Text shown:
╭──
The central contention of Szangolies (2020), then, is that the representation relation \(R_T\) is to be instantiated via the von Neumann process, by having the theory T being given to a Replicator \(\mathcal {R}\) as part of its tape—that is, by having this theory represented to itself.

This takes heed of the caution regarding the nature of \(R_T\) from (Horsman 2015, p. 6):

This is the core of AR theory, and it cannot be over-emphasized: R as a representation relation is not a mathematical relation. Neither is it a logical relation. It is a relation whose domain is physical objects and whose range is abstract/mathematical objects: it is a representation relation. This is an entirely new kind of relation, one that is key to understanding how physical computing devices operate by mediating between the level of physics and the level of data manipulation. [original emphasis]

It is the purpose of the following sections to further clarify the way by which the representation relation can be embodied within a von Neumann replicator, and to point out some potential obstacles and ways to overcome them.

3 Löbian Difficulties

A basic question that a replicator \(\mathcal {R}\) must be able to answer, based on its access to its own code via ‘quining’ of \(\mathcal {T_N}\), is whether to construct a certain action pattern \(\mathcal {A}\)—including whether to self-replicate (\(\mathcal {A}=\mathcal {R}\)) or self-modify (\(\mathcal {A}=\mathcal {R^\prime }\)). What conditions need to be fulfilled to license \(\mathcal {R}\leadsto \mathcal {A}\)?

The question of when an agent is justified in constructing a (possibly improved) successor agent was investigated by Yudkowsky and Herreshoff (2013). There, an agent’s criterion of action is considered. It is assumed that there is some goal \(\mathsf {G}\), some state of the world such that it is in \(\mathcal {R}\)’s interest to bring this state about; hence, \(\mathcal {R}\) is licensed only to take those actions that will aid in bringing that state about. We thus write:

$$\begin{aligned} \mathcal {R}^0\leadsto \mathcal {A}\longleftrightarrow \square _0(\mathcal {R}^0\leadsto \mathcal {A}\longrightarrow \mathsf {G}) \end{aligned}$$
(3.1)

Here, we have introduced a generation index for the replicator; in the following, \(\mathcal {R}^0\) will denote the current generation of a descending chain of replicators, \(\mathcal {R}^1\) the parent, \(\mathcal {R}^2\) the parent’s parent, and so on (the reason for the descending ordering will become obvious soon).

The box \(\square _0\) is the modal provability operator. If \(Prv_T(x,y)\) is the provability predicate of T, which expresses that x and y are Gödel numbers such that x codes for a correct proof of the statement with Gödel number y, then \(\square _T\phi \equiv \exists x: Prv_T(x,\lceil \phi \rceil )\) (where \(\lceil \phi \rceil \) denotes the Gödel number of the formula \(\phi \))—that is, \(\square _T\phi \) expresses that \(\phi \) is provable in T.
╰──
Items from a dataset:
╭──
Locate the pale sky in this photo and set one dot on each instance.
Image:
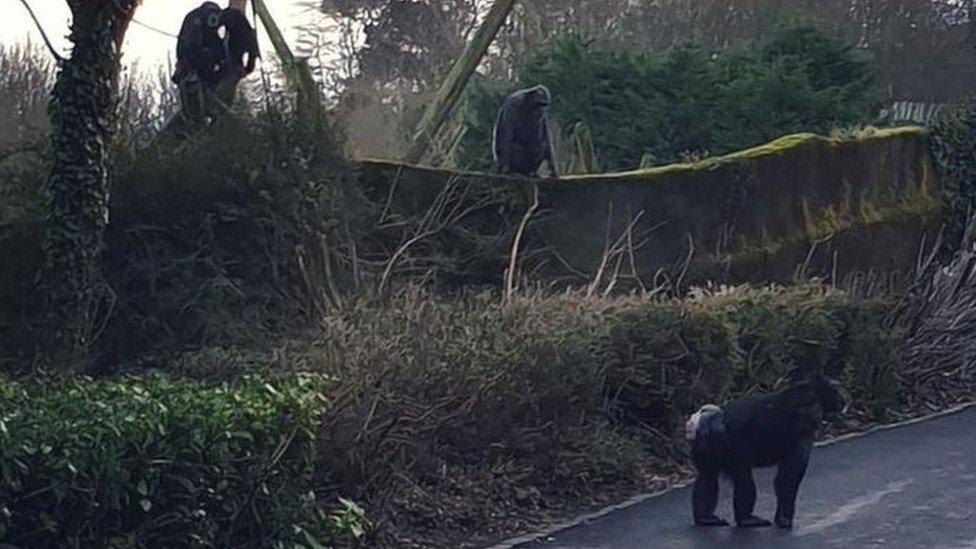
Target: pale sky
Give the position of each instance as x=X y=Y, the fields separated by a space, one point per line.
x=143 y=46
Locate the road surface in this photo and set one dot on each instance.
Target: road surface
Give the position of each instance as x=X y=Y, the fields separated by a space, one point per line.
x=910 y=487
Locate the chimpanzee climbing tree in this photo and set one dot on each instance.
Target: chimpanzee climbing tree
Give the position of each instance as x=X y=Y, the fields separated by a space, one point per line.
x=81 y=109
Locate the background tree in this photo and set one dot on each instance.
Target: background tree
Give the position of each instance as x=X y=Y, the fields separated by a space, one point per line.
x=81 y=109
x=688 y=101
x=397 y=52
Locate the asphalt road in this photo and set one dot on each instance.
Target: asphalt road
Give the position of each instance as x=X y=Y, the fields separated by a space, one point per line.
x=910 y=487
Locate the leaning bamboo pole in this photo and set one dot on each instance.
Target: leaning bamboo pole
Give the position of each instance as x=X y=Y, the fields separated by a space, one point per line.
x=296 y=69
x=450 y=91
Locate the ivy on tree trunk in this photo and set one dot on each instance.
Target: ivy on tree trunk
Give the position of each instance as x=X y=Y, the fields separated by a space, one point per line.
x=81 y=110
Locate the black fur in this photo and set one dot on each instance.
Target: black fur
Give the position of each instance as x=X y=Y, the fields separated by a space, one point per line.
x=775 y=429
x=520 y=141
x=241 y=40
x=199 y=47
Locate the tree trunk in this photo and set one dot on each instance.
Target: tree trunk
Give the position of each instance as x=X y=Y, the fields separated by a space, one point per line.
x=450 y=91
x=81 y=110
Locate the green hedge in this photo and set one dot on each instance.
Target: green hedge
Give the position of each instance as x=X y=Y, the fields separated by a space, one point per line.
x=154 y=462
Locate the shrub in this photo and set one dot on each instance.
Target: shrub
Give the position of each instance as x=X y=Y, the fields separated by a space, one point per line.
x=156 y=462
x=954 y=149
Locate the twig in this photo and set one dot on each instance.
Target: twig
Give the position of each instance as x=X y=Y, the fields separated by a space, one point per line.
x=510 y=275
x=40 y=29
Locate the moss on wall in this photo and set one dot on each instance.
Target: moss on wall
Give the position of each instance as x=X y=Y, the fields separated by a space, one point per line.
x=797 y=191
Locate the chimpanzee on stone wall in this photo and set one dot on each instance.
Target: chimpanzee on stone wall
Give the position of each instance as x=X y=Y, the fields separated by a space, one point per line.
╰──
╭──
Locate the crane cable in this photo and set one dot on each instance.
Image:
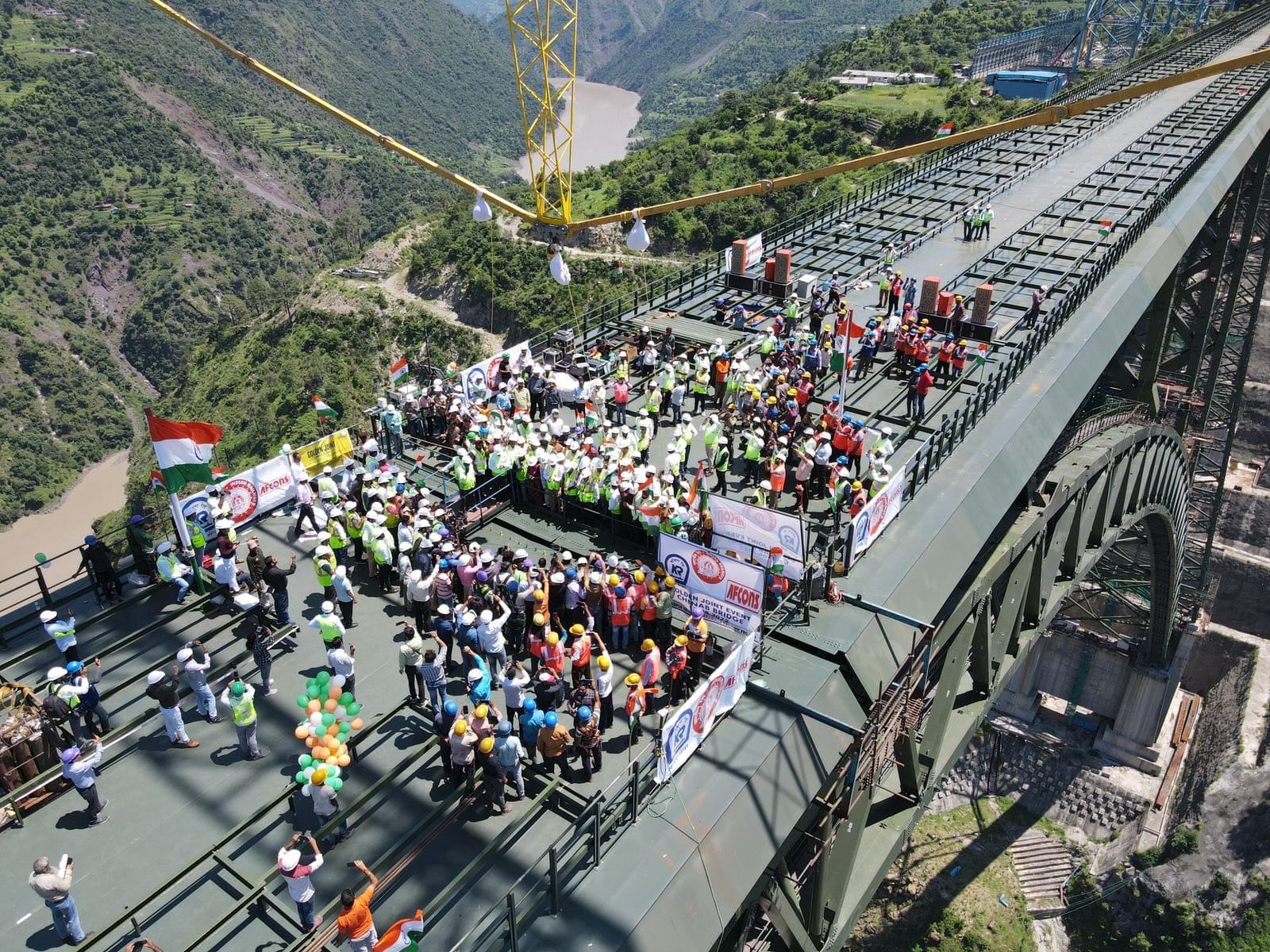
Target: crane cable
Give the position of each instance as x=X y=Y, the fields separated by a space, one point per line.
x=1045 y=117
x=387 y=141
╰──
╭──
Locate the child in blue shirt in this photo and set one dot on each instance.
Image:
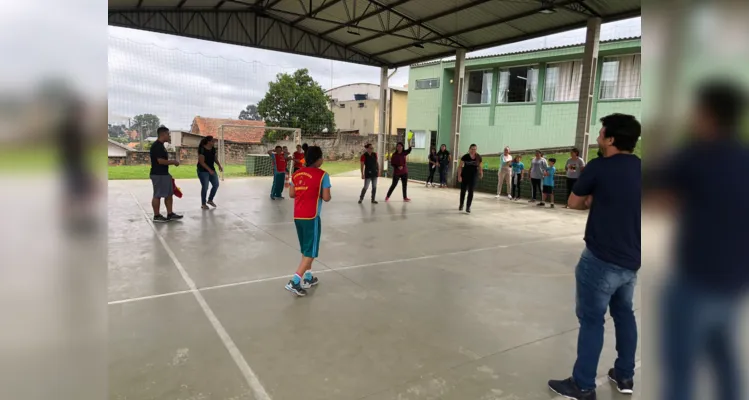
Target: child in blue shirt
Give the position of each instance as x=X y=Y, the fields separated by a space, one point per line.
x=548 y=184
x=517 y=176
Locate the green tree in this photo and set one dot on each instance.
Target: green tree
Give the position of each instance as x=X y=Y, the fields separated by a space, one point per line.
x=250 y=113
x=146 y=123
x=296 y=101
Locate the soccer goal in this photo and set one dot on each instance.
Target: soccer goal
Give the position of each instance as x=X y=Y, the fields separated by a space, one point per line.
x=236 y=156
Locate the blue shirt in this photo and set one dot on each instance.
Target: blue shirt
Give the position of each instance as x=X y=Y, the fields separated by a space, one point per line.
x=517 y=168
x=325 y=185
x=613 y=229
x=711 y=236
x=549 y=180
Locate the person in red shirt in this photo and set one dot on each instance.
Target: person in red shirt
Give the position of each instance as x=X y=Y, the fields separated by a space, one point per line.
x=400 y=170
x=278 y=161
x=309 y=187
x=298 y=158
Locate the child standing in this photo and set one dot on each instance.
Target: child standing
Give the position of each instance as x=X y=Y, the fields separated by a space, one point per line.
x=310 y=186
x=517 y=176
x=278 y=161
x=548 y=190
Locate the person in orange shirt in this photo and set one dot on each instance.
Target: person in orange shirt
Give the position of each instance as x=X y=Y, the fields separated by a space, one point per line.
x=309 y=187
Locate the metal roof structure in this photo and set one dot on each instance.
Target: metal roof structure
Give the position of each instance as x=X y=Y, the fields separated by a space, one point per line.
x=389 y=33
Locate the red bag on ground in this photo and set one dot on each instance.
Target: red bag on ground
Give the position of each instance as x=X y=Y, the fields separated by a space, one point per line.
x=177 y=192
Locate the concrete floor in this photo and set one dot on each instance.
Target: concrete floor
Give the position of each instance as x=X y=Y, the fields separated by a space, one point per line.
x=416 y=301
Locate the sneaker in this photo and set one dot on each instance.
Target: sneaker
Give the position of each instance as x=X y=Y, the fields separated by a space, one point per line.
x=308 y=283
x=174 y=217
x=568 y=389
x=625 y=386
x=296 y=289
╰──
Direction 1:
According to the excerpt, what is the box operator □₀?
Direction 2:
Return every line of the records that contains the string "background", treating case as significant.

Task result 1:
It is the modal provability operator.

Task result 2:
Locate the background tree in this photo and set one dot on each instance.
Target: background tree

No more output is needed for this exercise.